[Dataset entries]
★ ★ ★ ★

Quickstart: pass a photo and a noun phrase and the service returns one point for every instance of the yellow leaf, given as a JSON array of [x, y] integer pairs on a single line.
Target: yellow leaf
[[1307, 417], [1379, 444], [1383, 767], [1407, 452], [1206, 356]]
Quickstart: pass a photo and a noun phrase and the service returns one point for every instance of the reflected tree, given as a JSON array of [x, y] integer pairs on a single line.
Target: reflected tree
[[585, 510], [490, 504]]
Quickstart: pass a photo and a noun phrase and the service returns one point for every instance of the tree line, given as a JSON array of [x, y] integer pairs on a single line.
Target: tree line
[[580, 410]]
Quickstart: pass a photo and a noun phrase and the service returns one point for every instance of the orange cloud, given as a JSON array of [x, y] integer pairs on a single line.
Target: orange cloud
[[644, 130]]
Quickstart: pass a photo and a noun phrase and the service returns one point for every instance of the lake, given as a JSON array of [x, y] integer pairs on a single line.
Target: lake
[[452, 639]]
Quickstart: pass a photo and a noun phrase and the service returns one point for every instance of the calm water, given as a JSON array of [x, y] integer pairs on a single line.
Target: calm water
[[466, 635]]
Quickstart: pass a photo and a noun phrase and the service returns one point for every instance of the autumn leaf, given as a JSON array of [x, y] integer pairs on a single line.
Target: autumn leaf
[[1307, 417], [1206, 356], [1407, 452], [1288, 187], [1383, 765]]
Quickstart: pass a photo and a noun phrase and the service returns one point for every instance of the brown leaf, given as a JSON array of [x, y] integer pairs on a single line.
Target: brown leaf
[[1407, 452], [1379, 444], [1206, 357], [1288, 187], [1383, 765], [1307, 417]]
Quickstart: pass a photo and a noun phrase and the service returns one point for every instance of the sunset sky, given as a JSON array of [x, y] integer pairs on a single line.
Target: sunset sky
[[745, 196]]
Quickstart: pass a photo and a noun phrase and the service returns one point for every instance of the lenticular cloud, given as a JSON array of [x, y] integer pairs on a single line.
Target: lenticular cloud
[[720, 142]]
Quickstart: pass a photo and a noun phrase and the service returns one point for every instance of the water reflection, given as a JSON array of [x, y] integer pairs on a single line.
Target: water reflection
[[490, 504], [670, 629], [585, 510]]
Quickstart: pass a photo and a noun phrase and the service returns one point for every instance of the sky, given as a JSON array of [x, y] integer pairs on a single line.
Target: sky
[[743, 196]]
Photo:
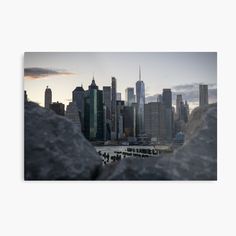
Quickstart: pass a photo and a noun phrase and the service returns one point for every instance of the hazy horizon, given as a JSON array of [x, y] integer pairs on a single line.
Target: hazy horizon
[[64, 71]]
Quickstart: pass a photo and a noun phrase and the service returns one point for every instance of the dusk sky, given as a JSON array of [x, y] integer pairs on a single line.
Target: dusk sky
[[62, 72]]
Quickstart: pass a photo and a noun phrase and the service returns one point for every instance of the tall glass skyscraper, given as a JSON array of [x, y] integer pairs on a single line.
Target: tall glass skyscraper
[[129, 96], [47, 98], [140, 93], [94, 117], [113, 109], [203, 95]]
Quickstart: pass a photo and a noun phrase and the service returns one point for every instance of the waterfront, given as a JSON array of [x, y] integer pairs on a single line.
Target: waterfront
[[111, 154]]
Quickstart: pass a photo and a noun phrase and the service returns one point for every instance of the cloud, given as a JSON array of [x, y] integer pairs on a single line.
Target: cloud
[[190, 92], [38, 72], [190, 87]]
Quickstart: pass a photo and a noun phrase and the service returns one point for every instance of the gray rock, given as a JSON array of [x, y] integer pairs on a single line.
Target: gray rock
[[55, 149], [195, 160]]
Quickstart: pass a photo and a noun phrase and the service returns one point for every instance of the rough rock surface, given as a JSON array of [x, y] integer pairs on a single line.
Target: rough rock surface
[[195, 160], [55, 149]]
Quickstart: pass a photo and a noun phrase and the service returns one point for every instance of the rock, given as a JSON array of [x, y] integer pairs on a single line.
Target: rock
[[55, 148], [195, 160]]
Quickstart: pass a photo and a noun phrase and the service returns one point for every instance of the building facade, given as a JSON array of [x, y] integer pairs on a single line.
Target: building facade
[[93, 113], [203, 95], [113, 109], [78, 98], [129, 96], [72, 113], [47, 97], [58, 108], [140, 96]]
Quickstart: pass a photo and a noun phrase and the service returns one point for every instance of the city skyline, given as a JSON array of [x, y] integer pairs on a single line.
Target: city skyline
[[62, 72]]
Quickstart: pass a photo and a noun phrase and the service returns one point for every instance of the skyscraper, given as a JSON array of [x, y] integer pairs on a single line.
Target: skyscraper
[[93, 113], [58, 108], [151, 120], [78, 98], [129, 96], [107, 111], [118, 96], [113, 109], [25, 96], [167, 98], [129, 121], [167, 103], [203, 95], [140, 93], [72, 113], [120, 116], [47, 98], [179, 102]]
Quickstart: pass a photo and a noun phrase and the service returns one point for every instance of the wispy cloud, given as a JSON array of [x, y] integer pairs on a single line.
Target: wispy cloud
[[190, 92], [39, 73]]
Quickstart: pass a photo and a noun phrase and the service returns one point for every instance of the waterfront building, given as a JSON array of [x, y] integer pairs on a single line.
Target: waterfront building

★ ★ ★ ★

◆ What is required ◆
Give back every record above exactly as written, skipping each picture.

◆ Response below ◆
Quickstart: pass a photo and a noun phrase and the service returns one point for every instance of the yellow leaf, given as a JSON array of [x, y] integer pairs on a single line.
Target: yellow leaf
[[1307, 417], [1379, 444], [1383, 767], [1407, 452], [1206, 356]]
Quickstart: pass a photo and a noun phrase and the service returns one point for every instance of the reflected tree, given as a JSON array of [x, y] integer pairs on a single line.
Target: reflected tree
[[585, 510], [490, 504]]
Quickstart: pass a photo and a noun phrase and the service returns one point for every instance of the tree line, given as a JSON array of [x, y] integer pairs on a single line.
Target: tree line
[[580, 410]]
Quickstart: pass a photo and a noun phrase and the service returns one point for every instance of the orange cloud, given as a JSON array of [x, y] integer pairs on a single line.
Target: orange cloud
[[644, 130]]
Quickstart: pass a photo and a noun phrase and the service returns one point for every instance of the lake, given as a JSON array of [x, y] integer pairs on a single line.
Target: lake
[[452, 639]]
Quickstart: pass a photo and a noun phrase and the service returns one point for every instance of the calm water, given as a JSON array of [x, y] integer pairs on a single line.
Target: calm water
[[466, 635]]
Quickstart: pass a photo and a noun phrase and the service returns one point for every instance of the autumn leaf, given as a JSON array of [x, y] integer pairs on a single line.
Target: autumn leaf
[[1307, 417], [1206, 356], [1407, 452], [1288, 187], [1383, 765]]
Quickstart: pass a photo and a noun phrase and the service returns one point for every instance of the brown leaf, given as a JSON array of [x, y] integer pairs on a single line.
Target: brown leaf
[[1407, 452], [1379, 444], [1206, 357], [1288, 187], [1383, 765], [1307, 417]]
Quickstart: pass a photo and a noun phrase and the service returns one point for every instance of the sunset sky, given as a JSON array of [x, y] integer pairs on a single line.
Target: sunset sky
[[745, 196]]
Quickstart: pass a photo and a noun phrase and the service returns one point for every instance of the lenticular cloud, given as a JSON array of [x, y] integer pairs on a single line.
Target: lenticular cloud
[[720, 142]]
Quickstart: pass a photo and a noun phrase and the service returns one point for every instance of the water reflection, given as a JSON array of [x, y] integer pairs on a single line.
Target: water reflection
[[490, 504], [670, 629], [585, 510]]
Quickstart: pass a photo and a noun phrase and the service returns one point for every instance of the sky, given as a JSON array of [x, y] integer pairs on a single line.
Target: sky
[[743, 196]]
Photo:
Quickstart: pass a photo and a noun phrase and the service returns one point for every instance of the hazy horizon, given as a JSON array of [x, y] integer pairs on a single line.
Target: hazy horizon
[[64, 71]]
Quickstart: pass a photo and a noun phrase and the service returns one point for every instance of the dusk sky, given as a JSON array of [x, y] integer pairs on a single line.
Target: dusk sky
[[62, 72]]
Quickstart: pass a photo and a noun phrase and the service returns one point for every instance of the tall glass skyscraper, given as a JSON array of [x, y] integer pairs on a single line.
Target: tall glass skyscraper
[[129, 96], [47, 98], [140, 93], [94, 117], [113, 109], [203, 95]]
Quickstart: pass a photo and a noun phrase and the service returns one point for every instance of the waterfront, given as a JSON array of [x, y] integer pairs on a single line.
Target: waterfront
[[111, 154]]
Quickstart: pass a photo and a noun phrase and the service returns one point for every instance of the cloud, given as a JSON array of [x, y] integer pairs on a single line.
Target: cloud
[[190, 92], [38, 72], [190, 87]]
Quickstart: pass a photo and a noun phrase and the service returns one point for every instance of the gray rock, given as a JSON array of [x, y] integer pairs on a single line.
Target: gray rock
[[55, 149], [195, 160]]
Quickstart: pass a photo and a noun phrase and the service returns one point for every instance of the rough rock surface, given as a JSON array of [x, y] integer pairs on a single line.
Target: rough rock surface
[[195, 160], [55, 149]]
Quickstart: pass a photo and a noun phrase and the service returns one point for every instance of the rock, given as a JSON array of [x, y] integer pairs on a single line.
Target: rock
[[55, 148], [195, 160]]
Quickstart: pass a photo and a noun phrase and the service returns one point for every instance of the building facade, given as a JSON array of [x, y] integer pairs on a single line.
Target: building facade
[[93, 113], [203, 95], [113, 109], [78, 98], [129, 96], [72, 113], [47, 97], [58, 108], [140, 96]]
Quickstart: pass a photo and a noun phrase and the service returns one point for every instance of the city skyline, given as a JSON array of [x, y] integer pairs on a single line.
Target: city skyline
[[62, 72]]
Quickstart: pass a photo and a noun phrase and the service returns one point for every instance of the skyscraper, given as a JSON array of [x, y] integer pairs on a single line.
Target: skyscraper
[[93, 113], [58, 108], [151, 120], [78, 98], [129, 96], [107, 111], [118, 96], [113, 109], [25, 96], [167, 98], [129, 121], [167, 103], [203, 95], [140, 93], [72, 113], [120, 116], [47, 98], [179, 102]]
Quickstart: pass a photo and a noun phrase and the service returns one point for every instance of the wispy cloud, given as a JSON array of [x, y] integer pairs on a single line.
Target: wispy cloud
[[190, 92], [39, 73]]
Quickstart: pass a photo and a noun phrase and the service returns one point for every instance of the waterfront building, given as a JSON array of [x, y] integer pairs on a single line.
Target: waterfront building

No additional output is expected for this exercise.